§ Written request: Reproduce the data below verbatim, from the line containing "the white door" through the end of the data, inclusive.

§ Extracted entries:
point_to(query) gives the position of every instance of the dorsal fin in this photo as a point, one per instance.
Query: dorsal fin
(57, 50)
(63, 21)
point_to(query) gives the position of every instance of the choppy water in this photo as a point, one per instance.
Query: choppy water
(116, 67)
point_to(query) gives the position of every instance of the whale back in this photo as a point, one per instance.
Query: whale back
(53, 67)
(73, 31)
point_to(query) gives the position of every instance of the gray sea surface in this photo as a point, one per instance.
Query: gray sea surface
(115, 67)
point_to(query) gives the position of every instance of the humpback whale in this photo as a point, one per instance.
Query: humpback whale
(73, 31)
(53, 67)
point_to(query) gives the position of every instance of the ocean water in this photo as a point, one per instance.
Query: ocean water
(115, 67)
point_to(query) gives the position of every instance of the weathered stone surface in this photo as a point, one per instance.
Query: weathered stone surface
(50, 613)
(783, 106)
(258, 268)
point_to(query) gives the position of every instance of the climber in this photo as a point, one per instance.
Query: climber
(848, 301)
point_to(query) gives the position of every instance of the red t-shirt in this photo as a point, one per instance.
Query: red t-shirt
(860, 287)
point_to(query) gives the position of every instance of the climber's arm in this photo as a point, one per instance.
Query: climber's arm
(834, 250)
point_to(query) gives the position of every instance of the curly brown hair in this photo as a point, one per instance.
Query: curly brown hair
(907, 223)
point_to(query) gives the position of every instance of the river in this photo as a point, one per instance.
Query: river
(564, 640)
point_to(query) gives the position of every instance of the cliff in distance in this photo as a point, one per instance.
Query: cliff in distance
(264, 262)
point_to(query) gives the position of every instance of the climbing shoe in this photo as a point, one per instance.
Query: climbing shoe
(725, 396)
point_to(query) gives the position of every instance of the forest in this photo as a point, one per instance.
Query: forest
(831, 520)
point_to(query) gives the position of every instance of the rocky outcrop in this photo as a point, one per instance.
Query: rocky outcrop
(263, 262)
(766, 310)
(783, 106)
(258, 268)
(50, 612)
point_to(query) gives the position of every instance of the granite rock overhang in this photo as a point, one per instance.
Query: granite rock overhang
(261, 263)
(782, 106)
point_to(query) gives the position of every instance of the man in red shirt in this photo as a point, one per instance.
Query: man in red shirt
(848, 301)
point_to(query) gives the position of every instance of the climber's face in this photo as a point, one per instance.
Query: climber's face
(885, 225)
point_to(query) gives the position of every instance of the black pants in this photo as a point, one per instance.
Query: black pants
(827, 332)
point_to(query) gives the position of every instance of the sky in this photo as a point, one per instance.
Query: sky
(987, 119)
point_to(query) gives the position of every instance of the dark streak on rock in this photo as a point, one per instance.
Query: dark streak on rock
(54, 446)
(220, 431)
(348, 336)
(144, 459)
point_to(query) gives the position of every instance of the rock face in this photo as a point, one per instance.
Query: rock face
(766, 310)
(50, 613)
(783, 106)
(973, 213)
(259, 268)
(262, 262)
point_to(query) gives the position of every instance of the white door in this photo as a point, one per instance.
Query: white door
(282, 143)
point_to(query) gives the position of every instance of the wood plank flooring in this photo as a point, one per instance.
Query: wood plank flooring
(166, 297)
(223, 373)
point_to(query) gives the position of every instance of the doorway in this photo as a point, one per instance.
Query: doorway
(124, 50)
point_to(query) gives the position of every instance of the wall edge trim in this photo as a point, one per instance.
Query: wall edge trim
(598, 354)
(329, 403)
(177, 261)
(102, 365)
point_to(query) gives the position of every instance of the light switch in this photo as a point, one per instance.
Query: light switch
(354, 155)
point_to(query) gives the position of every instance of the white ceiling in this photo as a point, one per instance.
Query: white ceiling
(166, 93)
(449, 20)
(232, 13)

§ Task answer:
point_to(query) gives the position of every instance of the white door in this photo as a point, one per instance.
Query: white door
(282, 143)
point_to(query) gives the position of every instance of the wood plank flooring in this photo as a point, one per instance.
Query: wood plank flooring
(166, 297)
(223, 373)
point_to(query) gives the position of every instance of the doorway in this photo as a point, one per instance.
Query: doorway
(124, 50)
point_to(query) gives the position of every instance of the wall edge trim in this photo as a point, one per instance.
Query: wall edge trim
(598, 354)
(329, 403)
(177, 261)
(102, 365)
point_to(query) gives the position of every instance of the light switch in this photo as a point, one per instance.
Query: light switch
(354, 155)
point_to(query) gives the position of every instance of the white ceiling in this photo as a point, one per instance.
Query: white ceiling
(166, 93)
(449, 20)
(232, 13)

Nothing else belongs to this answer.